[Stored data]
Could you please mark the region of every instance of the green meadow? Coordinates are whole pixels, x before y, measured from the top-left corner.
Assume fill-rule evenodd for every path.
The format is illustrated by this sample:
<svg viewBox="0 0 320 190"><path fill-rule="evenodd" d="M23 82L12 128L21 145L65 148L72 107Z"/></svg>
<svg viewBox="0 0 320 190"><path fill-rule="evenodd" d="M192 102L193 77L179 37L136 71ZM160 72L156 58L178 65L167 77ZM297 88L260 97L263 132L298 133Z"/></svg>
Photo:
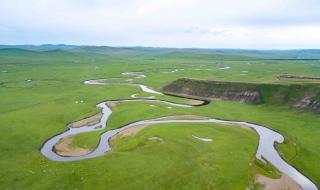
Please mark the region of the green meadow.
<svg viewBox="0 0 320 190"><path fill-rule="evenodd" d="M254 178L279 172L255 158L258 135L220 124L159 124L133 136L117 137L112 151L98 158L56 162L39 149L67 123L88 117L98 102L154 96L134 86L90 86L88 79L126 82L122 72L155 90L178 78L230 82L318 85L317 80L278 80L281 74L318 77L314 51L197 50L75 47L0 49L0 189L259 189ZM132 78L132 77L131 77ZM156 95L179 103L189 100ZM150 106L154 105L154 106ZM285 137L281 156L320 185L319 113L287 103L248 105L213 100L195 108L168 108L155 102L118 103L102 131L79 134L73 147L94 148L99 136L128 123L170 115L199 115L241 120L272 128ZM213 139L199 141L197 135ZM159 140L149 140L159 137Z"/></svg>

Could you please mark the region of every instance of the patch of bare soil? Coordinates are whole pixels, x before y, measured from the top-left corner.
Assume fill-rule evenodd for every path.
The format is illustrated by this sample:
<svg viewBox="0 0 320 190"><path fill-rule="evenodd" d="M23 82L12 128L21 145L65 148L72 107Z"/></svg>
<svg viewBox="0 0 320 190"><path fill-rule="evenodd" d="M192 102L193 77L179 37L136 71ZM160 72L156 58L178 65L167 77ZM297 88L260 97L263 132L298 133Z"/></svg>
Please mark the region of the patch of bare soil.
<svg viewBox="0 0 320 190"><path fill-rule="evenodd" d="M117 107L117 103L116 102L107 102L107 106L111 109Z"/></svg>
<svg viewBox="0 0 320 190"><path fill-rule="evenodd" d="M130 127L126 130L121 131L120 133L118 133L116 136L113 136L111 138L111 140L114 140L117 137L127 137L127 136L131 136L131 135L135 135L137 133L139 133L142 129L148 127L149 125L137 125L134 127Z"/></svg>
<svg viewBox="0 0 320 190"><path fill-rule="evenodd" d="M263 190L302 190L295 181L285 174L282 174L280 179L257 175L255 181L264 186Z"/></svg>
<svg viewBox="0 0 320 190"><path fill-rule="evenodd" d="M69 127L72 128L79 128L85 125L94 125L100 122L102 118L102 113L99 112L91 117L85 118L85 119L81 119L79 121L73 122L69 124Z"/></svg>
<svg viewBox="0 0 320 190"><path fill-rule="evenodd" d="M87 148L72 148L70 144L72 143L73 137L66 137L61 139L53 148L54 151L60 156L81 156L91 152L91 149Z"/></svg>
<svg viewBox="0 0 320 190"><path fill-rule="evenodd" d="M203 101L201 101L201 100L189 100L189 101L187 102L187 104L196 106L196 105L203 104Z"/></svg>
<svg viewBox="0 0 320 190"><path fill-rule="evenodd" d="M141 131L142 129L148 127L149 125L138 125L135 127L130 127L124 131L121 131L119 133L119 135L121 135L122 137L126 137L126 136L131 136L131 135L135 135L137 134L139 131Z"/></svg>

Try it: Count the lines of the entries above that contain the word "left" and give only the number.

Final answer: 2